→ **About this exercise**:
Make an exact reproduction of all the data.

→ **Given data**:
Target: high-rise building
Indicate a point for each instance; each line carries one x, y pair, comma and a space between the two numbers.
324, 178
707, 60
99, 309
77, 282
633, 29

→ **Task solution**:
Target: high-rise building
Indicate a point for each instance; each line carries one x, y pair, comma and a space between the two numbers.
324, 178
707, 60
99, 309
77, 282
633, 29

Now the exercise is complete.